## start Records for this task
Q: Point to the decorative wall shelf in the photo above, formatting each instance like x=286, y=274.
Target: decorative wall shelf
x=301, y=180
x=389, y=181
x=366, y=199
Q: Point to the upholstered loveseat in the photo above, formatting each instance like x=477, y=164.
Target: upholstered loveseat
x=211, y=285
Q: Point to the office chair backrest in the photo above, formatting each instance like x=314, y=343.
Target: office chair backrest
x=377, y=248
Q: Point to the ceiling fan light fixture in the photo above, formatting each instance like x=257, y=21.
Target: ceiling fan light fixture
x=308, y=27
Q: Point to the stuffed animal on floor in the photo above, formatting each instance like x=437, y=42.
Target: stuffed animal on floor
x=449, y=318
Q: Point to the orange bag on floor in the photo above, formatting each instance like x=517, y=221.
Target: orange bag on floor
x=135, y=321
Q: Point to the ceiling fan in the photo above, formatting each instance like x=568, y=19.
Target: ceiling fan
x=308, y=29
## end Records for this task
Exercise instructions: Reproduce every line above verbatim, keeping each one in its original order and without any changes.

Output of the exercise:
Q: Point to the decorative wall shelf in the photo above, formatting each instance like x=286, y=274.
Target: decorative wall shelf
x=301, y=180
x=389, y=181
x=366, y=199
Q: Point to the upholstered loveseat in the photo above, formatting each instance like x=477, y=164.
Target: upholstered loveseat
x=211, y=285
Q: Point to the office chair backrest in the photo above, formatting each instance like x=314, y=343.
Target: office chair backrest
x=377, y=248
Q: Point to the ceiling fan light fixture in the photo above, formatting each instance like x=257, y=21.
Target: ceiling fan light fixture
x=308, y=27
Q: Point to the stuffed animal on floor in the photo above, formatting each instance like x=437, y=42.
Target: stuffed animal on floor
x=449, y=318
Q: Point to the orange bag on floor in the photo above, formatting each instance like x=517, y=221.
Target: orange bag on floor
x=135, y=321
Q: Point to the ceiling fan in the photo above, formatting each instance like x=568, y=19.
Target: ceiling fan
x=308, y=29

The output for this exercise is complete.